§ Directions for this task
Once the line holding "You are given" is found in the entries below, restate it and each line after it word for word, with no pictures.

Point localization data
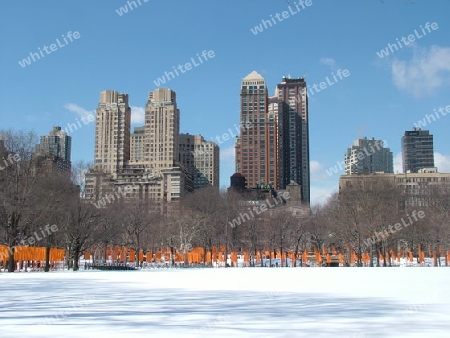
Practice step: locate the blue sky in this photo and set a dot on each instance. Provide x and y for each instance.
(381, 98)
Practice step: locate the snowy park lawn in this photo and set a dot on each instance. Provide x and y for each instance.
(234, 302)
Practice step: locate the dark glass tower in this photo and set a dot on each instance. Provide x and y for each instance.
(417, 150)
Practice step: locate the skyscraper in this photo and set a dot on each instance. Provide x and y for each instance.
(201, 158)
(417, 150)
(137, 145)
(144, 165)
(112, 132)
(56, 143)
(53, 151)
(251, 152)
(293, 135)
(367, 157)
(162, 124)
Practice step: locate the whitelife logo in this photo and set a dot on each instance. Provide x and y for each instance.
(280, 17)
(53, 47)
(411, 38)
(187, 66)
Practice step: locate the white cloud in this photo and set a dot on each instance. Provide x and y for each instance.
(328, 61)
(137, 115)
(425, 72)
(442, 162)
(227, 154)
(83, 113)
(398, 163)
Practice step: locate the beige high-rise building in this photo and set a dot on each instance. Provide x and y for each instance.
(147, 166)
(162, 127)
(112, 132)
(137, 140)
(201, 159)
(251, 145)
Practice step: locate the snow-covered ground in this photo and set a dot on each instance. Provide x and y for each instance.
(235, 302)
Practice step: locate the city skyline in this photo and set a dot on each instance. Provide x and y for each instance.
(380, 96)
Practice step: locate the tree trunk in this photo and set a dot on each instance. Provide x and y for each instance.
(76, 256)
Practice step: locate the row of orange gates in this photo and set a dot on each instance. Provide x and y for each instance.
(31, 253)
(198, 255)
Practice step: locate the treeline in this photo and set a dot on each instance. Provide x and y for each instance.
(356, 222)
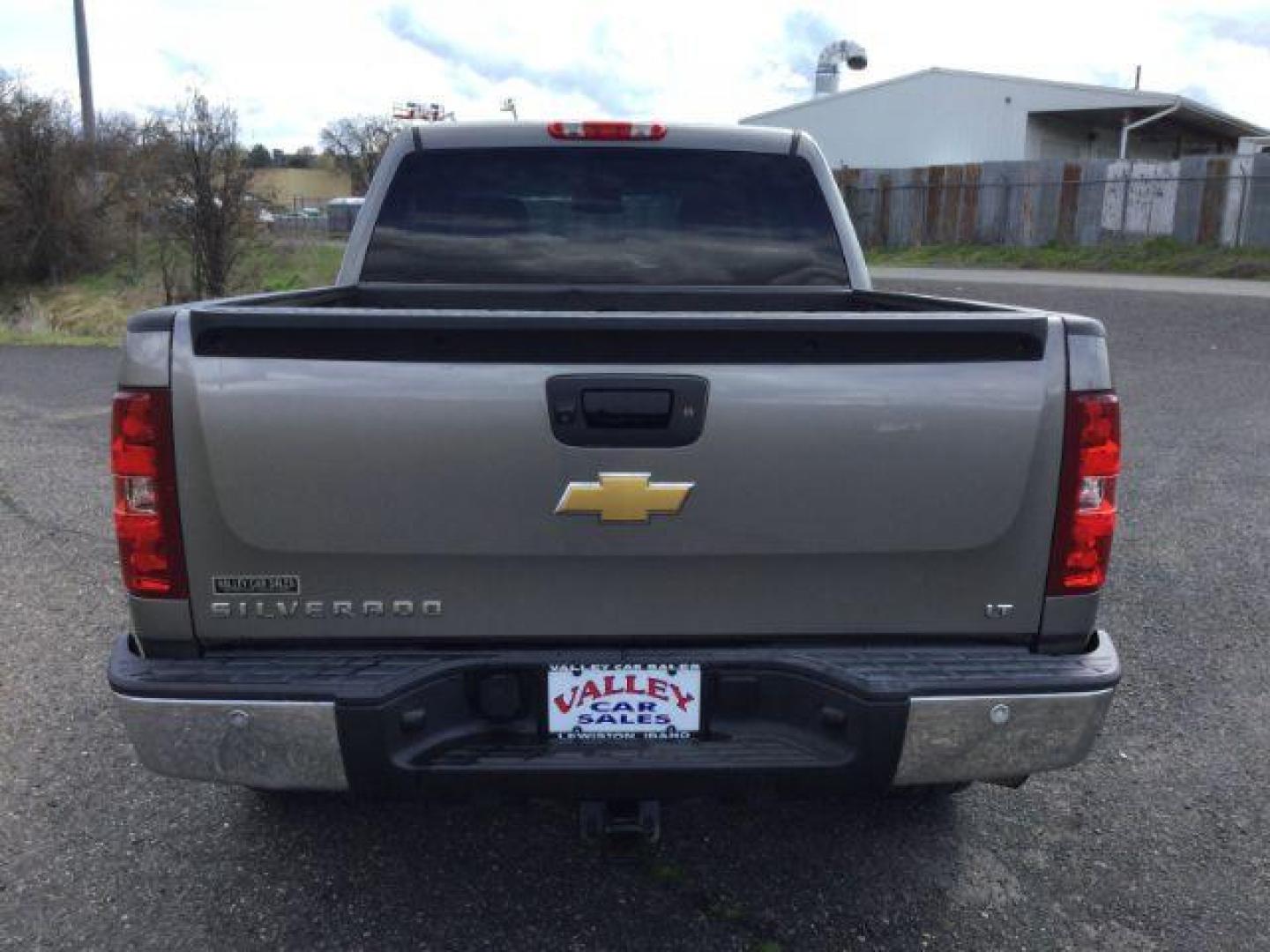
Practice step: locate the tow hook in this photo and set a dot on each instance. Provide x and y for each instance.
(623, 828)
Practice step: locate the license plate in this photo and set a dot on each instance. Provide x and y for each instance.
(624, 701)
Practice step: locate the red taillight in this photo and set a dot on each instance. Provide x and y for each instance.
(1086, 494)
(609, 131)
(146, 519)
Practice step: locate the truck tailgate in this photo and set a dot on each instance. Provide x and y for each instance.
(370, 475)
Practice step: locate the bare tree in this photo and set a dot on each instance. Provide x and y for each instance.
(51, 207)
(358, 144)
(205, 181)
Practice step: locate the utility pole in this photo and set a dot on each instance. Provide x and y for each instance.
(89, 115)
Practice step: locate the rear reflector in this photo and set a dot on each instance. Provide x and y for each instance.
(609, 131)
(146, 518)
(1086, 502)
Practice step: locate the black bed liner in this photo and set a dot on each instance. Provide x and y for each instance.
(397, 299)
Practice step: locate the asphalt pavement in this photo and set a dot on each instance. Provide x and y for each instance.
(1160, 841)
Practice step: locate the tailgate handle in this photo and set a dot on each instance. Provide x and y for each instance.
(626, 409)
(623, 409)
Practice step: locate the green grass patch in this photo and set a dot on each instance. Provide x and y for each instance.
(94, 309)
(1152, 257)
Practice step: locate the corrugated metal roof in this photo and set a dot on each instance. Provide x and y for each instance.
(1122, 98)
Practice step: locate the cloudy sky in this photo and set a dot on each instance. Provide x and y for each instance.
(290, 66)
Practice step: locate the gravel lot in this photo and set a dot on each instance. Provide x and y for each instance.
(1160, 841)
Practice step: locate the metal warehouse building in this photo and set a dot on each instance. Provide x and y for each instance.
(945, 117)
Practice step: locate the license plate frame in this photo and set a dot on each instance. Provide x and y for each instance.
(611, 703)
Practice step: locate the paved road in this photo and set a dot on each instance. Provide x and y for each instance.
(1079, 280)
(1160, 841)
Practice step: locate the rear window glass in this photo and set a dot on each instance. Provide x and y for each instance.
(588, 215)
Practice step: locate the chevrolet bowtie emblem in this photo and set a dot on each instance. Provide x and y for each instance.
(624, 496)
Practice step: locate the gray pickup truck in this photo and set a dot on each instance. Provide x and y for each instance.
(603, 472)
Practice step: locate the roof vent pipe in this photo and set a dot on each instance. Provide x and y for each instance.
(831, 61)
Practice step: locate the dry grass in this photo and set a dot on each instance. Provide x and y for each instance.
(94, 309)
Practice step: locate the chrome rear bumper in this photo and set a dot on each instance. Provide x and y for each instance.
(295, 744)
(444, 721)
(265, 744)
(954, 739)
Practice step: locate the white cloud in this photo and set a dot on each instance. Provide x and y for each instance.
(290, 66)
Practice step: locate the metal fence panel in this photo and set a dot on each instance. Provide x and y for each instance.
(1204, 199)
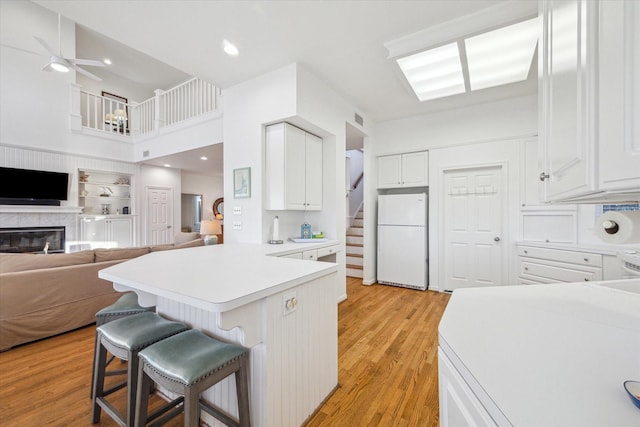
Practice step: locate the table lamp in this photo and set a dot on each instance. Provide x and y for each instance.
(209, 229)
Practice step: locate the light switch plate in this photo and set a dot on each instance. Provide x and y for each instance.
(289, 303)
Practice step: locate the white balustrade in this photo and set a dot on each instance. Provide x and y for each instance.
(188, 100)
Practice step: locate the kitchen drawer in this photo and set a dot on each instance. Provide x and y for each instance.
(572, 257)
(310, 255)
(322, 252)
(558, 271)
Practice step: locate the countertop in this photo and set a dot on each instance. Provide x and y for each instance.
(545, 355)
(217, 278)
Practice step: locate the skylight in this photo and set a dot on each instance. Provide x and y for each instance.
(493, 58)
(434, 73)
(501, 56)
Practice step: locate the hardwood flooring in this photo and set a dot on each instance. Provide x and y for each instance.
(387, 367)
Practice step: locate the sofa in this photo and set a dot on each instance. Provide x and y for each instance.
(45, 295)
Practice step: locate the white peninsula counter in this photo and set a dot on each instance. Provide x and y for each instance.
(283, 309)
(540, 355)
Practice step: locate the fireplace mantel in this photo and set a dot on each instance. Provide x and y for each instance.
(40, 209)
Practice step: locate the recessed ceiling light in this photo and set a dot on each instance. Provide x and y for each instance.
(229, 48)
(434, 73)
(501, 56)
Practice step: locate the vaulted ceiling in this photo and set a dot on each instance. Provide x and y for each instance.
(342, 42)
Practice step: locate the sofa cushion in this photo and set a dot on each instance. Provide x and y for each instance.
(162, 248)
(191, 244)
(119, 253)
(24, 262)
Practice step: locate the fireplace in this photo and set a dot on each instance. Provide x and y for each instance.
(32, 239)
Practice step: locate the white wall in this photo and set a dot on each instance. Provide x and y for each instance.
(497, 122)
(210, 187)
(248, 106)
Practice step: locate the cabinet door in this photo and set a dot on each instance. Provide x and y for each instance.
(415, 169)
(94, 230)
(389, 171)
(567, 81)
(121, 232)
(313, 177)
(295, 165)
(619, 95)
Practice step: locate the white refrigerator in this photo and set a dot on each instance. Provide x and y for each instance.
(402, 240)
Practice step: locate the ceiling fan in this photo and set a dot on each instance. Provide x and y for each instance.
(60, 63)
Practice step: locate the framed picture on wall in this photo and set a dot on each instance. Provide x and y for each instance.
(116, 112)
(242, 183)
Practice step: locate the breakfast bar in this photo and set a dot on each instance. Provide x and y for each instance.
(284, 310)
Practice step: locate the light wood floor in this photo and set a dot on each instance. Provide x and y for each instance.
(387, 367)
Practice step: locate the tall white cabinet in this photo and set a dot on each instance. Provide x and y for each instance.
(589, 98)
(293, 169)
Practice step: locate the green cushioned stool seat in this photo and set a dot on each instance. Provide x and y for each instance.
(124, 338)
(126, 305)
(187, 364)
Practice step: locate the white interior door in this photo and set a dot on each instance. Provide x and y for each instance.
(159, 215)
(473, 213)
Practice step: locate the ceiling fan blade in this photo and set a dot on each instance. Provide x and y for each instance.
(90, 62)
(85, 72)
(22, 50)
(46, 46)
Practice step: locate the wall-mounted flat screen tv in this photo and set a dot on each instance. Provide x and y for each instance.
(32, 187)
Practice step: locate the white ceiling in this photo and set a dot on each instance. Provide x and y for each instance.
(342, 42)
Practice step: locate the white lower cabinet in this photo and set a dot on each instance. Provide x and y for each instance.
(459, 407)
(545, 265)
(107, 232)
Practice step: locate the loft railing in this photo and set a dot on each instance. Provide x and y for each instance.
(188, 100)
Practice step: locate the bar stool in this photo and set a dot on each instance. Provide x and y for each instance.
(187, 364)
(126, 305)
(124, 338)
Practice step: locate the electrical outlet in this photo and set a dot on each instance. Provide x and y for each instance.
(289, 303)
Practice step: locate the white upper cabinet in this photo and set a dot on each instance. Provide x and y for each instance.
(293, 169)
(403, 170)
(588, 98)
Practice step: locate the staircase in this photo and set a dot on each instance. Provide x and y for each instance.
(355, 246)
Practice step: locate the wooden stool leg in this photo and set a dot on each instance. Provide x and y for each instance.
(99, 367)
(242, 387)
(191, 407)
(142, 397)
(132, 387)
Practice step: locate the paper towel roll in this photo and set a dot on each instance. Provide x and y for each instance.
(275, 235)
(619, 227)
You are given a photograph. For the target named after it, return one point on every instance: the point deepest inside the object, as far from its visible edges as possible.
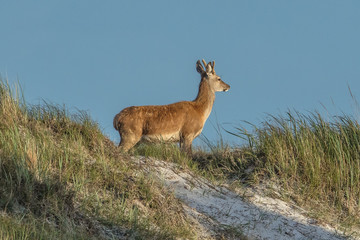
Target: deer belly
(167, 137)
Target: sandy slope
(258, 216)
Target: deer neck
(205, 98)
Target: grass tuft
(61, 178)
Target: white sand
(257, 216)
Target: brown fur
(178, 122)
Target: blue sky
(102, 56)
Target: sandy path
(258, 216)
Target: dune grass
(315, 161)
(61, 178)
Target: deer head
(215, 82)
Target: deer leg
(128, 141)
(185, 145)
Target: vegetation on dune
(316, 162)
(60, 178)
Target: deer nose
(226, 88)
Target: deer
(177, 122)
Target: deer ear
(209, 68)
(199, 67)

§ Solved problem
You are given a photograph. For the target named after it, return one point on every instance: the point deepest inside the object, as far from its visible edges as possible.
Target: deer belly
(167, 137)
Target: sandy slope
(258, 216)
Target: deer neck
(205, 98)
Target: grass tuft
(61, 178)
Target: white sand
(257, 216)
Target: brown fur
(178, 122)
Target: blue sky
(102, 56)
Target: sandy path
(258, 216)
Target: dune grass
(315, 161)
(61, 178)
Target: deer head
(215, 82)
Target: deer leg
(128, 141)
(185, 145)
Target: vegetation on dune
(316, 162)
(60, 178)
Target: deer nose
(226, 88)
Target: deer
(177, 122)
Target: deer ear
(209, 68)
(199, 67)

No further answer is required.